H1N1 vaccine in short supply
Local officials await shipments.
Gothenburg health officials are not alone in trying to obtain the H1N1 vaccine.
“Everyone is having the same problem—we’re all in the same boat,” said GMH hospital administrator John Johnson. “There are just incredible shortages of the vaccine.”
Despite the circulation of the H1N1 virus around town, Johnson said there haven’t been any hospitalizations so far this week.
Last week, one person was admitted with the virus.
“People are advised to follow the same precautions for both H1N1 and the seasonal flu,” he said.
Johnson said he thinks most people are seeing their family physician if necessary.
Because of fear about the virus—which can be deadly— and mixed stories from Washington D.C. and the Centers for Disease Control and Prevention, Johnson encourages anyone who is sick or concerned to visit with their family doctor.
“The most consistent information is that people who have died from it have other complications,” he said.
While communities deal with shortages of the H1N1 vaccine, the seasonal flu vaccine has also been limited.
“We usually get hundreds of doses,” Johnson said.

Dataset:
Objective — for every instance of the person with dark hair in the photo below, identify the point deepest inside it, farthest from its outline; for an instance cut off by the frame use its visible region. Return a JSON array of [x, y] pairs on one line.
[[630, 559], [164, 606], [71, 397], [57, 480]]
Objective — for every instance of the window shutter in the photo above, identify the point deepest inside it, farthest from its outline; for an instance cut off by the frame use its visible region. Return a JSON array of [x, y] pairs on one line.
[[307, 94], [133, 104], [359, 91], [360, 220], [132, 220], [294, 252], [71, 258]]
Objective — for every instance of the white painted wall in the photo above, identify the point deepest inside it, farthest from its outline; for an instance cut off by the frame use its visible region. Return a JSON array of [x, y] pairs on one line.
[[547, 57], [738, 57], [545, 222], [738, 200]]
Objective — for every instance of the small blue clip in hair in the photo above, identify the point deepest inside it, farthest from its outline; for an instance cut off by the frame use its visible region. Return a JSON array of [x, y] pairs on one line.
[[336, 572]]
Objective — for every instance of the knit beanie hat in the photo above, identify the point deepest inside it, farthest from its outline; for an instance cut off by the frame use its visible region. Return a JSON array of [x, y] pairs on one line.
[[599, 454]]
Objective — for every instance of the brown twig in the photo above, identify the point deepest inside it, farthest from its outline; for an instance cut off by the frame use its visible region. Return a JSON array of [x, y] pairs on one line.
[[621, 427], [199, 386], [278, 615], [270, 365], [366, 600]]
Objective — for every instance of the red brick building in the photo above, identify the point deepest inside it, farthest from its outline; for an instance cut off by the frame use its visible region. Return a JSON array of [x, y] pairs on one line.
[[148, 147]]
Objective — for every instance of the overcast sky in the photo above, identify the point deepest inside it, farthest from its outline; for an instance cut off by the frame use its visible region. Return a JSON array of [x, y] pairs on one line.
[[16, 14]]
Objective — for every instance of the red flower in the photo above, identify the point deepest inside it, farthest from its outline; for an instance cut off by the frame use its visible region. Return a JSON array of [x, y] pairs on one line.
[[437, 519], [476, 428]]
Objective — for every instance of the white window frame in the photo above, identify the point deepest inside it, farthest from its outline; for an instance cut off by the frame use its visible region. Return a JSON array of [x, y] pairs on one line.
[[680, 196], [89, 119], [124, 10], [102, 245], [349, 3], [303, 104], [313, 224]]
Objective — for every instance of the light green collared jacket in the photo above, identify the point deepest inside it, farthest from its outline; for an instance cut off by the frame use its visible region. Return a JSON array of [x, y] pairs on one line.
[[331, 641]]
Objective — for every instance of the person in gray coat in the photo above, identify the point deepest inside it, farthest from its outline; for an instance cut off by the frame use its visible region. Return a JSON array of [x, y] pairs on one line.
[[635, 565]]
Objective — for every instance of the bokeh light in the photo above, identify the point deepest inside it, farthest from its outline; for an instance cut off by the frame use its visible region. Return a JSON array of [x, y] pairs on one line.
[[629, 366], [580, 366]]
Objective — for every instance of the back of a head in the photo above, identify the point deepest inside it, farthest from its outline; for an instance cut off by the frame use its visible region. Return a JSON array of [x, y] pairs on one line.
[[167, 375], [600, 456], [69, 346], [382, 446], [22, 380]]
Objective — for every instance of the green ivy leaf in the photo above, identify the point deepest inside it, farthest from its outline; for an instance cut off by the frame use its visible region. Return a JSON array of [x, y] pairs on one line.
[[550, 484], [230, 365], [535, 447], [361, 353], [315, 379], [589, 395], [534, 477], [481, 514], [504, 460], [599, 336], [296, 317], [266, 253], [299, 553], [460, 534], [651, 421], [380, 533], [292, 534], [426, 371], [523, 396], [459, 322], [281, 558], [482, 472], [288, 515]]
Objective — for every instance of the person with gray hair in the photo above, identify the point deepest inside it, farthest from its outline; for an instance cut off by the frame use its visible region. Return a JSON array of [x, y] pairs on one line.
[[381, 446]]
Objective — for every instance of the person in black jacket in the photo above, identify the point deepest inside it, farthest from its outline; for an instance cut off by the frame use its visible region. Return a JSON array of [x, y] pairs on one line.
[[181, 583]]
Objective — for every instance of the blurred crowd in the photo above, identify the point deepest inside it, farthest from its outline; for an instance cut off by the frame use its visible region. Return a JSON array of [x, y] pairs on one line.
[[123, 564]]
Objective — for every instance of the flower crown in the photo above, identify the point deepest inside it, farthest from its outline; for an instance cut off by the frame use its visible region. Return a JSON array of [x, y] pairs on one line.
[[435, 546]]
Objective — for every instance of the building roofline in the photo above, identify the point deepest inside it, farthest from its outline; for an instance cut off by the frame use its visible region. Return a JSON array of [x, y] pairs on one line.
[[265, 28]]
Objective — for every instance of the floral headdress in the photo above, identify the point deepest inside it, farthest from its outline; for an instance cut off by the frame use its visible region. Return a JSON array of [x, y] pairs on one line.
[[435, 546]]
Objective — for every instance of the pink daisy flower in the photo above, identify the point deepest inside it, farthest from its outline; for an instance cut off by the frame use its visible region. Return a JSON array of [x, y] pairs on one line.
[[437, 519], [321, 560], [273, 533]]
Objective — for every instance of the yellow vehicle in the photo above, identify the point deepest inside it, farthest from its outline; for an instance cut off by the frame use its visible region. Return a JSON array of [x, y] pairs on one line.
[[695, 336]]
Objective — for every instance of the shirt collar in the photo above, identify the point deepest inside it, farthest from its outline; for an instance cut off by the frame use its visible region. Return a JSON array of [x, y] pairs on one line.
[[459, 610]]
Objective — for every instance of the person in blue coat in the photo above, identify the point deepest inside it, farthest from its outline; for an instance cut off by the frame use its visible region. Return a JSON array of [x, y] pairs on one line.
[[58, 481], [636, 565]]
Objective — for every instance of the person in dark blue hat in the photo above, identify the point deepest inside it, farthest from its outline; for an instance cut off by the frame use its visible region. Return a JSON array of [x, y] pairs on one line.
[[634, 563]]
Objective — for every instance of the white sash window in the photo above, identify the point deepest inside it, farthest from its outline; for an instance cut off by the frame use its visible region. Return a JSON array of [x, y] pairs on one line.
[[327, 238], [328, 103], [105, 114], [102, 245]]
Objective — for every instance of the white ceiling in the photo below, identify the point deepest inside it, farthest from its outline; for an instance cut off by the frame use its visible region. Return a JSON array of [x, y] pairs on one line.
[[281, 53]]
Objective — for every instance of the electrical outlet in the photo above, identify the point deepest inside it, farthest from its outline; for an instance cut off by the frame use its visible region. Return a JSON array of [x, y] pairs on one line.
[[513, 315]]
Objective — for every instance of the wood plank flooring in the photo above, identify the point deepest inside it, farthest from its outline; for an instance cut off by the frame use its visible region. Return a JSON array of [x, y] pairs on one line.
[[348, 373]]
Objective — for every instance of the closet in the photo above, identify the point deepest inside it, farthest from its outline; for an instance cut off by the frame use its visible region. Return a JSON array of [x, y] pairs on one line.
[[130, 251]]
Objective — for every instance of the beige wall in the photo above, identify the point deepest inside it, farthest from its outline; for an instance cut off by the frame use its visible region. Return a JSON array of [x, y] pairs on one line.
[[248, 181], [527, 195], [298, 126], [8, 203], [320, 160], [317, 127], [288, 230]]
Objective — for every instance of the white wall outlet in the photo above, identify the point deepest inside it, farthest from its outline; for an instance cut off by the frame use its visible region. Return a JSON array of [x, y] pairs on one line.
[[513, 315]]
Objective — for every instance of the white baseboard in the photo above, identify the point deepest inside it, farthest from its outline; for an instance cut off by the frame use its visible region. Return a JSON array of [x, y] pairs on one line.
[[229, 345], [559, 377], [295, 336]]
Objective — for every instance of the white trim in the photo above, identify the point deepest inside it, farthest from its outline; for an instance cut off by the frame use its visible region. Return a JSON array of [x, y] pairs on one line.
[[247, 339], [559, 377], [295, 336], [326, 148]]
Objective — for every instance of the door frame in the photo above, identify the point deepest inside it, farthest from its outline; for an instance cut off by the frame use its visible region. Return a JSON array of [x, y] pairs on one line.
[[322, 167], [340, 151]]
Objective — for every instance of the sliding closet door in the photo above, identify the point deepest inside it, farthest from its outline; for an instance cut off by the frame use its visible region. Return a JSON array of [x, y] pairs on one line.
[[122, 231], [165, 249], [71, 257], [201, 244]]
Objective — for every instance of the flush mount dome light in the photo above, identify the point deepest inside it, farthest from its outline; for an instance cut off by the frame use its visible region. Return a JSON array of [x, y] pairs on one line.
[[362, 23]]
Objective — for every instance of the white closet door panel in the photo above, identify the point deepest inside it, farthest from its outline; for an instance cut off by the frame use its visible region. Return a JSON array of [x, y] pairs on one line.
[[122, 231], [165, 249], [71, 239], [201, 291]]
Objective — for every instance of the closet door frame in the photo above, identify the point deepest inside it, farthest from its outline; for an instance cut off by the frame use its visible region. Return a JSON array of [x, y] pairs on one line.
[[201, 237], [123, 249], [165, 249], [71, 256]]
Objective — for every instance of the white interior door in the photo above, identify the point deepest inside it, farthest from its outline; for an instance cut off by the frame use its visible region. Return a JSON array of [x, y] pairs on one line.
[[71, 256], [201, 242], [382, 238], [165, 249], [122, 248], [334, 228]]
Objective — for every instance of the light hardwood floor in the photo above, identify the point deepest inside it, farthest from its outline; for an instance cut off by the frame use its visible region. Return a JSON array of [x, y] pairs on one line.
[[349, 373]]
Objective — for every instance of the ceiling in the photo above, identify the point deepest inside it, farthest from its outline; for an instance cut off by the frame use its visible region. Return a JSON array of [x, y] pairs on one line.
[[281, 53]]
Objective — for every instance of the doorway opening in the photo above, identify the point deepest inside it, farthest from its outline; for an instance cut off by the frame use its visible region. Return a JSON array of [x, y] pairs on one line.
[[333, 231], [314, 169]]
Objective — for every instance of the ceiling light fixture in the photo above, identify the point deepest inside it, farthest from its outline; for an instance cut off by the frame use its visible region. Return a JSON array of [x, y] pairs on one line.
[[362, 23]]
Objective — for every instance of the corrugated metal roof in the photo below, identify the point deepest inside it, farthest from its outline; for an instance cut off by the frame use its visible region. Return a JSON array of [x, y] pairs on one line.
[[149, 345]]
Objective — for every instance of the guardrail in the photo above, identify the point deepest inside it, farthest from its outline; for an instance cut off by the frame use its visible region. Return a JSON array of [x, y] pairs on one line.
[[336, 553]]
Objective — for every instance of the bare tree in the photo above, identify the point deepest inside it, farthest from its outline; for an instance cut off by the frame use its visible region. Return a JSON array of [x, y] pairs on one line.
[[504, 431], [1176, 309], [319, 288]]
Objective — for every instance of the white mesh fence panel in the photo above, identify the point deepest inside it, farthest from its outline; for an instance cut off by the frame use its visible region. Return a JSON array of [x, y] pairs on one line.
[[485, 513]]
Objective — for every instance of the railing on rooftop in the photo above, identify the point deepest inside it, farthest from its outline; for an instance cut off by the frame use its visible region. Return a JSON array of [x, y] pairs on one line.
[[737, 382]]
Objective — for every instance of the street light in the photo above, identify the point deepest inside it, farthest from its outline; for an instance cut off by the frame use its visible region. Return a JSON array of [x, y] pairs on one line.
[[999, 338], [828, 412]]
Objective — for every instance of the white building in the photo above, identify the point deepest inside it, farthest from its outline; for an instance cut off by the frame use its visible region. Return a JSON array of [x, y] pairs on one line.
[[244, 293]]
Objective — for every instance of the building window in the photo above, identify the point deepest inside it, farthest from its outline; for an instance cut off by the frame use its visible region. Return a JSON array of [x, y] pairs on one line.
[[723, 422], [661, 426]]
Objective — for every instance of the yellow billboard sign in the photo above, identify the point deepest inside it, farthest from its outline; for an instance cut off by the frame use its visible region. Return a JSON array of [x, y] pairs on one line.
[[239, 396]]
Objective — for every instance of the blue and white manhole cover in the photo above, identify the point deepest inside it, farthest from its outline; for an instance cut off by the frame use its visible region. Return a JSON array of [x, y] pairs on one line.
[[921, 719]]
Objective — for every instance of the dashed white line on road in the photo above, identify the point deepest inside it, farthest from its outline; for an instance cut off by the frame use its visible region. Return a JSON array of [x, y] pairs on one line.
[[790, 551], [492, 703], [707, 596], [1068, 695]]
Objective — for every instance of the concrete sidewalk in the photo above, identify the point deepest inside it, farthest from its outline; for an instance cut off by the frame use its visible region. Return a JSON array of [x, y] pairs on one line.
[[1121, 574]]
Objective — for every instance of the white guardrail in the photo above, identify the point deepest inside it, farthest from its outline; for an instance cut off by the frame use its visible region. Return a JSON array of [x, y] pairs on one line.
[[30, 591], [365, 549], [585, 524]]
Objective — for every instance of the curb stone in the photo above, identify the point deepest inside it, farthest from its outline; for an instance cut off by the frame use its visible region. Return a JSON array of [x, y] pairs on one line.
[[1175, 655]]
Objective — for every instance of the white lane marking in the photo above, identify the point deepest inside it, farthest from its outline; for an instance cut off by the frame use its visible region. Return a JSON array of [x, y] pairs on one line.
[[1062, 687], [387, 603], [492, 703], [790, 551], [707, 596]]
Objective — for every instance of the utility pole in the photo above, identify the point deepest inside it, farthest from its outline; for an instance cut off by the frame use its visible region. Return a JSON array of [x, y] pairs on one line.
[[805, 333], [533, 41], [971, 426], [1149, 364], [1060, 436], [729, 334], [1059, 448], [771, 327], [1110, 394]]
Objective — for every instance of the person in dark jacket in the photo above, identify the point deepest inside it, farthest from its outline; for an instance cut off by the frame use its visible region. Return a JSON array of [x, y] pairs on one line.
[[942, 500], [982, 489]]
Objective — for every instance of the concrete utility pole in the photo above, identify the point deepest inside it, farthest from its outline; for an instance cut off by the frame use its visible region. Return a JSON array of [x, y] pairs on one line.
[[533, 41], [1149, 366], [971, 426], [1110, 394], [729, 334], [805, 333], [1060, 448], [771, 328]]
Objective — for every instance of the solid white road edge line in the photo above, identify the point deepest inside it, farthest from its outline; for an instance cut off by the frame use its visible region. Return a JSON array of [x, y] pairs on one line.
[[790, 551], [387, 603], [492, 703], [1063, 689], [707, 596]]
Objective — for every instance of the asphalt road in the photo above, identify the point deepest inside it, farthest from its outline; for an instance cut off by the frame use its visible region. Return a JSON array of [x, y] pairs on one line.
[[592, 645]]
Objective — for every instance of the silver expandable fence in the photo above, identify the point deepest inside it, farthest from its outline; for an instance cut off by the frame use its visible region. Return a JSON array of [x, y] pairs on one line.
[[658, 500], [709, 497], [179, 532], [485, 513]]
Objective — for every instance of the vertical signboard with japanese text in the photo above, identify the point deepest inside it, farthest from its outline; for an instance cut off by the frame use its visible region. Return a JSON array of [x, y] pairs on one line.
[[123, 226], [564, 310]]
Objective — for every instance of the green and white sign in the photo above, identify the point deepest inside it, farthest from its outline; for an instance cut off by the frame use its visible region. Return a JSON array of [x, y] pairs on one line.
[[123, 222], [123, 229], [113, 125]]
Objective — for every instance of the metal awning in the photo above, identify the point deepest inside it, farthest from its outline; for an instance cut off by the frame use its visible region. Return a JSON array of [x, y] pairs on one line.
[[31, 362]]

Problems to work on:
a: Please rewrite the H1N1 vaccine article from "Despite the circulation" down to "physician if necessary.", using "safety measures" in place of "precautions".
b: Extend the H1N1 vaccine article with a few more paragraphs that pick up after its last sentence.

Answers per task:
a:
Despite the circulation of the H1N1 virus around town, Johnson said there haven’t been any hospitalizations so far this week.
Last week, one person was admitted with the virus.
“People are advised to follow the same safety measures for both H1N1 and the seasonal flu,” he said.
Johnson said he thinks most people are seeing their family physician if necessary.

b:
GMH community health coordinator Myra Gronewold said they’ve only received a couple of hundred doses of the seasonal flu vaccine.
“But we’re supposed to get 80% of our order this week or next,” Gronewold said, noting that the hospital received more doses last week but gave them to businesses and people who had scheduled appointments.
As soon as GMH gets more of the seasonal vaccine, she said officials plan to have a drive-up clinic like they normally do.
Gronewold noted that West Central Health District in North Platte, 111 N. Dewey, has the H1N1 mist available that can be given to children ages 2 to 24.
District officials can be reached at 308-696-1201.
President Barack Obama declared H1N1 a national emergency last Friday.
The action is said to allow authorities to bypass certain federal requirements to deal more effectively with emergencies.